### Problem requirements
In the passage on psychological safety below, begin at the words "Another cause of" and stop after "company and the employee.". Write that part out again, updated so that "work environment" becomes "workplace".

### Given text
= = = =

Another cause of work stress and burnout is a lack of
psychological safety. Perhaps the best way to explain psychological safety is
through the circle of safety—an idea proposed by Simon Sinek. Leaders who create
a circle of safety develop a work environment in which people can work at their
natural best. Through this circle of
safety, leaders nurture a positive work culture where employees feel safe to
collaborate and develop a sense of belonging. This circle of safety is what
gives birth to innovation, growth and ultimately success for both the company
and the employee. Innovation requires risk, experimentation, and failure. And
if an employee fears they might lose their job or their place in the work
community when they take a risk and fail, then chances are they will not take
risks, leading to a lack of success for the company and the employee.
To ensure psychological safety, leaders have two responsibilities.
First, they need to decide who should be included in their circle of safety.

= = = =

### Data under study
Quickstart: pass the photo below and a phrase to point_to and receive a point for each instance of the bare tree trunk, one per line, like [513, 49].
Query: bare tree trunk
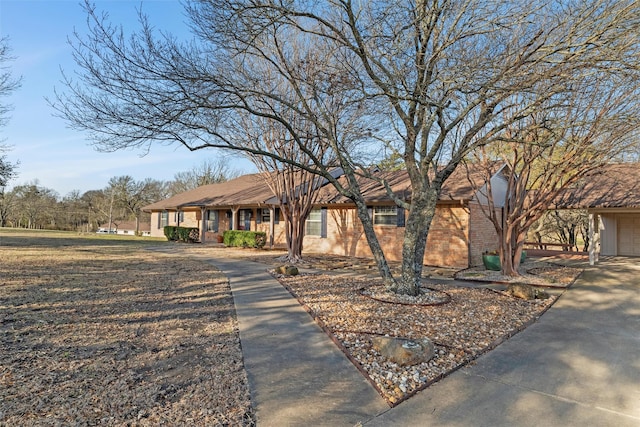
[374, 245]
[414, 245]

= = = =

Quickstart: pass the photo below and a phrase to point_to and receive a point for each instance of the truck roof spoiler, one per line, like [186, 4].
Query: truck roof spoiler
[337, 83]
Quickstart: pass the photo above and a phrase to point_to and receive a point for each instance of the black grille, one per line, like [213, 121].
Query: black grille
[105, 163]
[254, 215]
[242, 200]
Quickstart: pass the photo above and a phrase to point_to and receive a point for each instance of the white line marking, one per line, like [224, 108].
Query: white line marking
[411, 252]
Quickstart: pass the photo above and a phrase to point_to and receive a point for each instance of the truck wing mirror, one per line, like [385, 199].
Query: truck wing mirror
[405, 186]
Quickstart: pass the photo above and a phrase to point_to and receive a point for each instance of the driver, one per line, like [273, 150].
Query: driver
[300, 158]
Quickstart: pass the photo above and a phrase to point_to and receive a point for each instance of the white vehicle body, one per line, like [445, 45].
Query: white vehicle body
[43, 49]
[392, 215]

= = = =

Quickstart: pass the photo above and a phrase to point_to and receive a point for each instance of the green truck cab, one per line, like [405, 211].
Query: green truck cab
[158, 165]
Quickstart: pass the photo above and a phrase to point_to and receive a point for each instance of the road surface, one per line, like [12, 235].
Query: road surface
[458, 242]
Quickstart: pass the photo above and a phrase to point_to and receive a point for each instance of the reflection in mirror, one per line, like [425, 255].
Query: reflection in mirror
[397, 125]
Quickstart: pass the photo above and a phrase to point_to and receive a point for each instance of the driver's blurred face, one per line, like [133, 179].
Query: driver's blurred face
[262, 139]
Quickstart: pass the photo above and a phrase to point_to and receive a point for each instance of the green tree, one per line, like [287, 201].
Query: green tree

= = = =

### Result of this task
Another cause of work stress and burnout is a lack of
psychological safety. Perhaps the best way to explain psychological safety is
through the circle of safety—an idea proposed by Simon Sinek. Leaders who create
a circle of safety develop a workplace in which people can work at their
natural best. Through this circle of
safety, leaders nurture a positive work culture where employees feel safe to
collaborate and develop a sense of belonging. This circle of safety is what
gives birth to innovation, growth and ultimately success for both the company
and the employee. Innovation requires risk, experimentation, and failure. And
if an employee fears they might lose their job or their place in the work
community when they take a risk and fail, then chances are they will not take
risks, leading to a lack of success for the company and the employee.